Set exercise A – Repeat everything in the Net-SNMP passage from "This allows full" down to "to our queries.", word for word.

Selection –
========================================================================
Zabbix Network Monitoring(Second Edition)
上QQ阅读APP看书,第一时间看更新

Using Net-SNMP

If you installed Zabbix from the distribution packages, SNMP support should be already included. If you compiled Zabbix from source, it should still have SNMP support, as we included that in the configure flags. All that's left to do is set up SNMP monitoring configuration. Before we do that, we'll need a device that has an SNMP agent installed. This is where you can choose between various options—you can use any networked device that you have access to, such as a manageable switch, network printer, or a UPS with an SNMP interface. As SNMP agents usually listen on port 161, you will need the ability to connect to such a device on this port over User Datagram Protocol (UDP). Although TCP is also supported, UDP is much more widely used.

If you don't have access to such a device, you could also start up an SNMP daemon on a computer. For example, you could easily use Another host as a test bed for SNMP querying. Many distributions ship with the SNMP daemon from the Net-SNMP package, and often it is enough to simply start the snmpd service. If that's not the case for your chosen distribution, you'll either have to find one of those networked devices with an SNMP agent already available or configure snmpd manually.

For testing, it may be enough to have a line like the following in /etc/snmp/snmpd.conf:

rocommunity public

This allows full read access to anybody who uses the public community string.

Tip

Do not use such a configuration in production.

Whichever way you choose, you will have to find out what data the device actually provides and how to get it. This is where Net-SNMP comes in, providing many useful tools to work with SNMP-enabled devices. We will use several of these tools to discover information that is required to configure SNMP items in Zabbix.

Let's start by verifying whether our SNMP device is reachable and responds to our queries.

While SNMPv3 has been the current version of SNMP since 2004, it is still not as widespread as SNMPv1 and SNMPv2. There are a whole lot of old devices in use that only support older protocol versions, and many vendors do not hurry with SNMPv3 implementations.

To complicate things further, SNMPv2 also isn't widely used. Instead, a variation of it, the community-based SNMPv2, or SNMPv2c, is used. While devices can support both v1 and v2c, some only support one of these. Both use so-called community authentication, where user authentication is performed based on a single community string. Therefore, to query a device, you would have to know which protocol version it supports and the community string to use. It's not as hard as it sounds. By default, many devices use a common string for access, public, as does the Net-SNMP daemon. Unless you explicitly change this string, you can just assume that's what is needed to query any host.
========================================================================
Provided data –
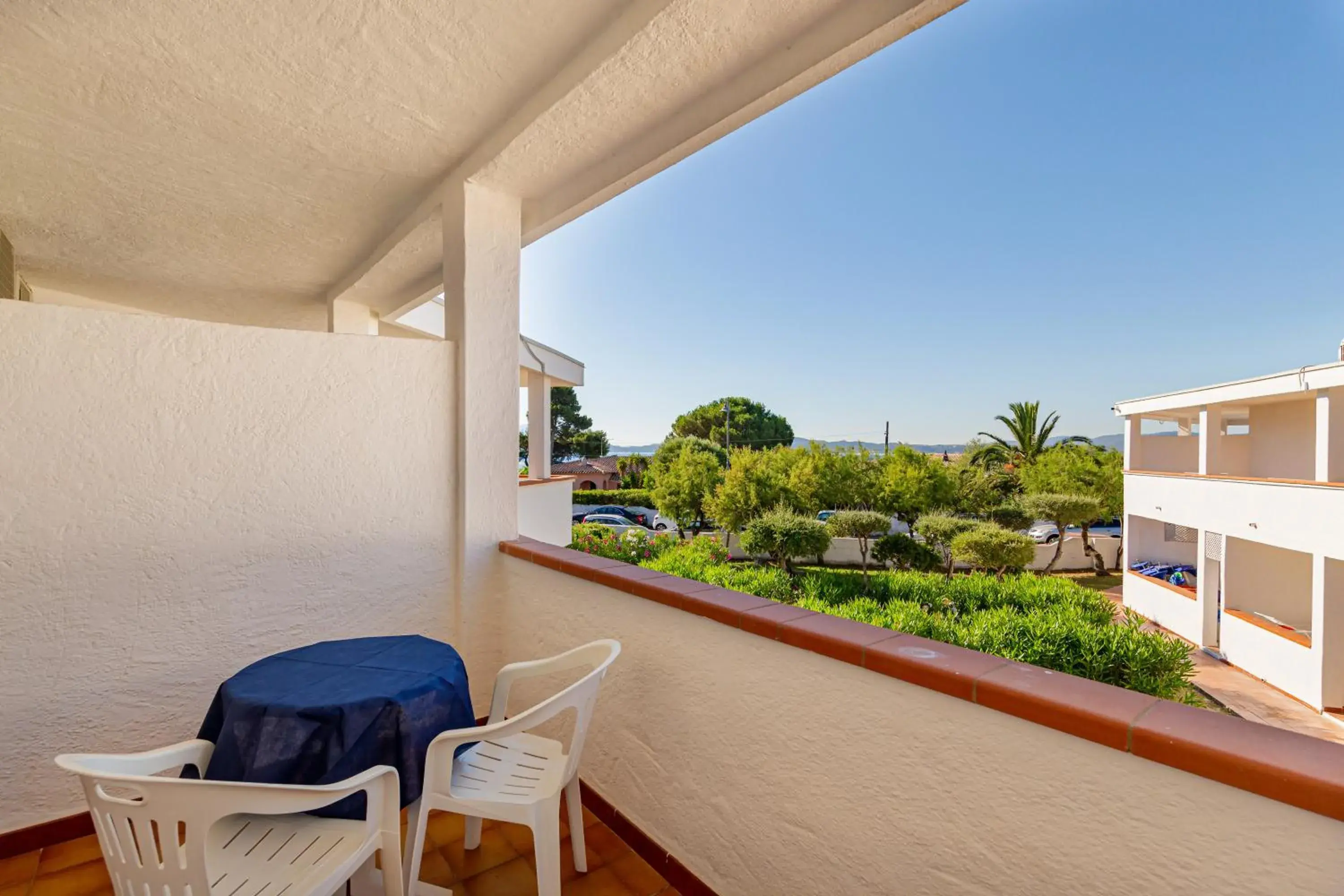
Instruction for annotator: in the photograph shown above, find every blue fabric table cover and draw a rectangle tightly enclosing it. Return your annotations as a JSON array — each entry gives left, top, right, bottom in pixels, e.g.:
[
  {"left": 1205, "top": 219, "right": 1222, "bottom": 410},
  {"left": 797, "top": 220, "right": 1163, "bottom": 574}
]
[{"left": 198, "top": 635, "right": 476, "bottom": 818}]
========================================================================
Set exercise B – In the entry that follows the Net-SNMP passage, substitute "box" for "rectangle" and keep everything else the same. Leave the picture out of your answer.

Exercise output A –
This allows full read access to anybody who uses the public community string.

Tip

Do not use such a configuration in production.

Whichever way you choose, you will have to find out what data the device actually provides and how to get it. This is where Net-SNMP comes in, providing many useful tools to work with SNMP-enabled devices. We will use several of these tools to discover information that is required to configure SNMP items in Zabbix.

Let's start by verifying whether our SNMP device is reachable and responds to our queries.

Exercise output B –
Instruction for annotator: in the photograph shown above, find every blue fabric table cover and draw a box tightly enclosing it. Return your annotations as a JSON array — each entry gives left, top, right, bottom in pixels, e.g.:
[
  {"left": 1205, "top": 219, "right": 1222, "bottom": 410},
  {"left": 797, "top": 220, "right": 1163, "bottom": 574}
]
[{"left": 198, "top": 635, "right": 476, "bottom": 818}]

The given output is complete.